NASHVILLE, Tenn. - Efforts to raise the minimum wage to $15 an hour are picking up steam, with California and New York approving plans to phase in the wage. Research is showing a higher wage could have benefits that reach far beyond families' monthly budgets as well. A report by the White House Council of Economic Advisors finds raising the federal minimum wage would lead to reductions in crime.

Rebecca Vallas, the managing director of the Poverty to Prosperity Program with the Center for American Progress, said expanding the Earned Income Tax Credit (EITC), to include adults without dependents could cut crime rates even further.

"Policies that raise wages, whether raising the minimum wage or expanding the EITC, ideally both, because those two policies go hand in hand, can both prevent recidivism and lower the rate of first-time offenses," she said.

Tennessee's minimum wage is $7.25 an hour, but advocates say that's not nearly enough for families to make ends meet. The Center for American Progress said an estimated 70-100 million Americans have criminal records, and nearly half of all children have a parent with a criminal record.

# Goal
Please resume the news text on minimum wage and crime, starting right after its final sentence. The records come from a separate source.

# Listing
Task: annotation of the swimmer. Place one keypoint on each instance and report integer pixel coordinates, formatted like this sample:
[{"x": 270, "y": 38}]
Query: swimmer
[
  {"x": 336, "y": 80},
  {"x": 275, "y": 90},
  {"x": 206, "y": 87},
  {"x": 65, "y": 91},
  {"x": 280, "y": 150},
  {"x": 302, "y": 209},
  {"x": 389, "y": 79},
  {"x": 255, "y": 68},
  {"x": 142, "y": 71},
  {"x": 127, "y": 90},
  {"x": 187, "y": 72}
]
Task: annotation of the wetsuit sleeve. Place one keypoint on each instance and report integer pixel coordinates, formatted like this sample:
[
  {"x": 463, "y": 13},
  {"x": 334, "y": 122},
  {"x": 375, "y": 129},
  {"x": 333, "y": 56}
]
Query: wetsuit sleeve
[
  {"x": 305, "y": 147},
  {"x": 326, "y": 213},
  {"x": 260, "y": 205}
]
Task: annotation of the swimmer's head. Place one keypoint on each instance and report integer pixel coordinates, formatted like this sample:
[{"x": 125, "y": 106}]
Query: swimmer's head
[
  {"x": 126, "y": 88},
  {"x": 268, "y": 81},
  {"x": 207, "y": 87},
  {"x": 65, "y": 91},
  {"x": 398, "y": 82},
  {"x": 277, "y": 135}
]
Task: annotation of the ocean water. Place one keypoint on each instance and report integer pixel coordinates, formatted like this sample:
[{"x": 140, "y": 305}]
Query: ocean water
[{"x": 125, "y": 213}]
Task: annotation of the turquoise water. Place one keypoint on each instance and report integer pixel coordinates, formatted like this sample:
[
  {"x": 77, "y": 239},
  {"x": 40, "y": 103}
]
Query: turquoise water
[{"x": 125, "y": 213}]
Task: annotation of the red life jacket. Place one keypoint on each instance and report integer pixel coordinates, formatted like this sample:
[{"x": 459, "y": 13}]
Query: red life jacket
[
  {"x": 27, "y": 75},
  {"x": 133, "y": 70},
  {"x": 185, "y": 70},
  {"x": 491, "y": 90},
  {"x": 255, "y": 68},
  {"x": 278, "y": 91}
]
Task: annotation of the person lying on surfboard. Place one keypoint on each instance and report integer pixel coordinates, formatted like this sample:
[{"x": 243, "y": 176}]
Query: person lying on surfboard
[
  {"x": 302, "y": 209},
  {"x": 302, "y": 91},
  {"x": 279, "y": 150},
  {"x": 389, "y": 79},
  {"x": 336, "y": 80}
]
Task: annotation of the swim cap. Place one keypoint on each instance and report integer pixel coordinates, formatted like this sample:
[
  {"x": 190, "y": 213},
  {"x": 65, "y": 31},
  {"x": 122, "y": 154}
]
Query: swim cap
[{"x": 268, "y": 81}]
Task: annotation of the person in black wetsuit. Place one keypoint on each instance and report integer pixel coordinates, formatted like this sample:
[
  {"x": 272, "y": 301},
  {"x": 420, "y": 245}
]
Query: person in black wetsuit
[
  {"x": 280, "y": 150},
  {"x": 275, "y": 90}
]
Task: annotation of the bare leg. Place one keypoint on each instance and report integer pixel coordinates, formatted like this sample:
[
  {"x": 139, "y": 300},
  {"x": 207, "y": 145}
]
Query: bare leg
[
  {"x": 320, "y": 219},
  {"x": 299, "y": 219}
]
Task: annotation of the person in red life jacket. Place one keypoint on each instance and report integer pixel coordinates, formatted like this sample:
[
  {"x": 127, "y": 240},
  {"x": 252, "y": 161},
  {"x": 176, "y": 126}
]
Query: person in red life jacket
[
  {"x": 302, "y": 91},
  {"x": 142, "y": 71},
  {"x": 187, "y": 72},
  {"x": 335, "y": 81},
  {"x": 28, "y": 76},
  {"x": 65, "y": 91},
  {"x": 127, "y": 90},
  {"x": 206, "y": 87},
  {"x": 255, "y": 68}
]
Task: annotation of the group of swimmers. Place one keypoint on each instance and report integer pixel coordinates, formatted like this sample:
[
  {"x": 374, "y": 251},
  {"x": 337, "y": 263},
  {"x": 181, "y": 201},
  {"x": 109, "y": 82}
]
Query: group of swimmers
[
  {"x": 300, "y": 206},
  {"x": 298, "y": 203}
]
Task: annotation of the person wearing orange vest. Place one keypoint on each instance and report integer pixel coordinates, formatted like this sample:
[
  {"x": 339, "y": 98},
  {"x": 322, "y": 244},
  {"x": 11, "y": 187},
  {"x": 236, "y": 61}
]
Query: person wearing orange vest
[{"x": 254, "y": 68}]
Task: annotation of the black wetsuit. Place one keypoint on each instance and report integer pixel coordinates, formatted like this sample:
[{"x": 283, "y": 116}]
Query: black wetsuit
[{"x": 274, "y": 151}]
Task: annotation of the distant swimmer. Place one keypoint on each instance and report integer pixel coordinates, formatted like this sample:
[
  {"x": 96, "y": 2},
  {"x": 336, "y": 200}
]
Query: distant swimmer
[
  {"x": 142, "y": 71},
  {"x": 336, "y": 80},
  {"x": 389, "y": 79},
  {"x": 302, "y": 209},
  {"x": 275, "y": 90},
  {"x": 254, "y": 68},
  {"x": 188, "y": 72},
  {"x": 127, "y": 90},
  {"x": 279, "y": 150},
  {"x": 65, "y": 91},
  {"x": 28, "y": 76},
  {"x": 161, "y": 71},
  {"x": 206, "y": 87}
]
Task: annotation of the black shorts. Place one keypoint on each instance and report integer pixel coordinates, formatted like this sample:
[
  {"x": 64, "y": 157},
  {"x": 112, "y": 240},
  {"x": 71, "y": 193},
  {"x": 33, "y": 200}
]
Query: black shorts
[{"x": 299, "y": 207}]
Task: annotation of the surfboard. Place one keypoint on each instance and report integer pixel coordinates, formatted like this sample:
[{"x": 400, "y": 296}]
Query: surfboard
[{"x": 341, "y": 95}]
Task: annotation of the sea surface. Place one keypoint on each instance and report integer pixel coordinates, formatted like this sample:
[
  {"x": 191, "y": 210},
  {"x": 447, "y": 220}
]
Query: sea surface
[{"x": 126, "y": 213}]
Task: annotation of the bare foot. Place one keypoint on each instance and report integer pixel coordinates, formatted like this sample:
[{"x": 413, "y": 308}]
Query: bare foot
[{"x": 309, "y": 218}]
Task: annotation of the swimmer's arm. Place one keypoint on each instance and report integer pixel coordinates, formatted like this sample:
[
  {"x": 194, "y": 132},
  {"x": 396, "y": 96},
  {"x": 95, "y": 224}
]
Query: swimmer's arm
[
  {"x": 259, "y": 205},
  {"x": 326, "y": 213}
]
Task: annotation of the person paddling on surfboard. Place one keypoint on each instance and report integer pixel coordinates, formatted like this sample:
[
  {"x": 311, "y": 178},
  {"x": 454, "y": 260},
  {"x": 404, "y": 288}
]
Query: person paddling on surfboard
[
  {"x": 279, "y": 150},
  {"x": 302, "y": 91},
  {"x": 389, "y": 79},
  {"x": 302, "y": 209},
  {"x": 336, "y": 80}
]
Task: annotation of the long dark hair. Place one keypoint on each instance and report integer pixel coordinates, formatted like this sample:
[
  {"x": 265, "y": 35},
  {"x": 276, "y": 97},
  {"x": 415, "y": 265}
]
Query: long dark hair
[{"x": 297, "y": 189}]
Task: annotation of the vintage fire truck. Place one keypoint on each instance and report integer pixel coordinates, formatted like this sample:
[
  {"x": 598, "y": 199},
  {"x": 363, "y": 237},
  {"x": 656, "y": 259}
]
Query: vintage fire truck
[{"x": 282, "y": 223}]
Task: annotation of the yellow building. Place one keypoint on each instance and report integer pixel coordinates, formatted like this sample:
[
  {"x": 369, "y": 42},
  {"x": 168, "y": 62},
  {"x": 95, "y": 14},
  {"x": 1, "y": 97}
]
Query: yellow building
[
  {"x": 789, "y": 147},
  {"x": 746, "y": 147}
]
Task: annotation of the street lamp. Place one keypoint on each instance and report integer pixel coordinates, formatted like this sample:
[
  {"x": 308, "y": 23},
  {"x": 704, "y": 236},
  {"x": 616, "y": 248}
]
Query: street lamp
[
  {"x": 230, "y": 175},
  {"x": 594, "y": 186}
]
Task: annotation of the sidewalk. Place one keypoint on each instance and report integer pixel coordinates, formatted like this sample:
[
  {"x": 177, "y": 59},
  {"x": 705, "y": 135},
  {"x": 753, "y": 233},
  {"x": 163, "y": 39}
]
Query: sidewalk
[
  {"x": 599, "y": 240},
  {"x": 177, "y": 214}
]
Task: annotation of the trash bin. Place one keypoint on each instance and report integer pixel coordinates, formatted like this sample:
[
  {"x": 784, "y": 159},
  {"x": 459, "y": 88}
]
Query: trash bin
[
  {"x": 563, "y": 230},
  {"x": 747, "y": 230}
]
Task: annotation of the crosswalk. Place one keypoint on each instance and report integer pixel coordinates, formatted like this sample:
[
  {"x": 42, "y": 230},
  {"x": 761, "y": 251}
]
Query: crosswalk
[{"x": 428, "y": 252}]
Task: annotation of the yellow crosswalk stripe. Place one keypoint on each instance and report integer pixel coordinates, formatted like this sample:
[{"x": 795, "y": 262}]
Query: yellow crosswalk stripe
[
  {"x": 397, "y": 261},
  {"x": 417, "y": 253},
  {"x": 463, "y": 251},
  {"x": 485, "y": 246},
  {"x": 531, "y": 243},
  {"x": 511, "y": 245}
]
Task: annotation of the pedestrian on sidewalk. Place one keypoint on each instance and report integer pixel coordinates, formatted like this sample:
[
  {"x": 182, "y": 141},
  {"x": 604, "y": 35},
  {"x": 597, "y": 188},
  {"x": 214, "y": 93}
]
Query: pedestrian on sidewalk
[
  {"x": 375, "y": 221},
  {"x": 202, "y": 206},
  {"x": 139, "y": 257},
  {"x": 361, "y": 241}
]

# Answer to the problem
Vallas said it seems logical enough, if people make enough to make ends meet, they're less likely to take desperate measures that land them in jail, with lifelong consequences.

"That really means that now, research shows that a comprehensive criminal justice reform agenda must not only include addressing barriers to employment for workers with criminal records, it should also include policies to ensure that jobs pay a fair living wage," she added.

Twenty-nine states, the District of Columbia, and some cities have raised their minimum wages above the federal level of $7.25 per hour. Residents of the remaining 21 states have been stuck at $7.25 for seven years.